[START OF DATASET ENTRIES]

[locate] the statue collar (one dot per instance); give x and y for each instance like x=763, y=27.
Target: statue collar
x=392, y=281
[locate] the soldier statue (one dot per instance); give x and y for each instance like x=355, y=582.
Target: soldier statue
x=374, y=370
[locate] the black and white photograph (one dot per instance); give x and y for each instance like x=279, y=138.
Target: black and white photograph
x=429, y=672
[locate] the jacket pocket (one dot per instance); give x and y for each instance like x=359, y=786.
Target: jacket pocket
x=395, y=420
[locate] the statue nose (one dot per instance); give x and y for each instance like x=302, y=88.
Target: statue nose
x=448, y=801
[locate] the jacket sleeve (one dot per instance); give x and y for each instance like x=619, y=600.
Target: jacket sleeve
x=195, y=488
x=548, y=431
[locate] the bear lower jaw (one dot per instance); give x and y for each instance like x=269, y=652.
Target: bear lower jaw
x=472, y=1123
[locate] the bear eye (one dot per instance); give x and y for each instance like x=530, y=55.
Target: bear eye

[END OF DATASET ENTRIES]

WORK TO COMPLETE:
Present every line of the listing above as a numbered list, omitting any blank lines.

SOLUTION:
1. [locate] the statue collar (one dot per instance); give x and y for each instance like x=763, y=27.
2. Target: statue collar
3. x=392, y=281
4. [locate] the soldier statue (one dot per instance); give x and y for each instance like x=355, y=582.
5. Target: soldier statue
6. x=374, y=370
7. [locate] the black and white photograph (one dot per instance); give x and y for each instance like x=279, y=138.
8. Target: black and white photograph
9. x=429, y=672
10. [locate] the jacket pocket (one dot per instance); give x and y for each instance like x=359, y=786.
11. Target: jacket pocket
12. x=395, y=420
13. [locate] the statue nose (one dot per instance); give x and y for each instance like x=302, y=88.
14. Target: statue nose
15. x=448, y=801
16. [locate] the jacket sleeve (one dot per instance); give x and y for each instance like x=619, y=600.
17. Target: jacket sleeve
18. x=195, y=488
19. x=548, y=431
20. [locate] the bear lower jaw (one dot per instance); give x and y for each instance like x=269, y=652.
21. Target: bear lower jaw
22. x=472, y=1123
23. [locate] the bear eye (one dot per instance); give x and y for each instance like x=530, y=55.
24. Target: bear eye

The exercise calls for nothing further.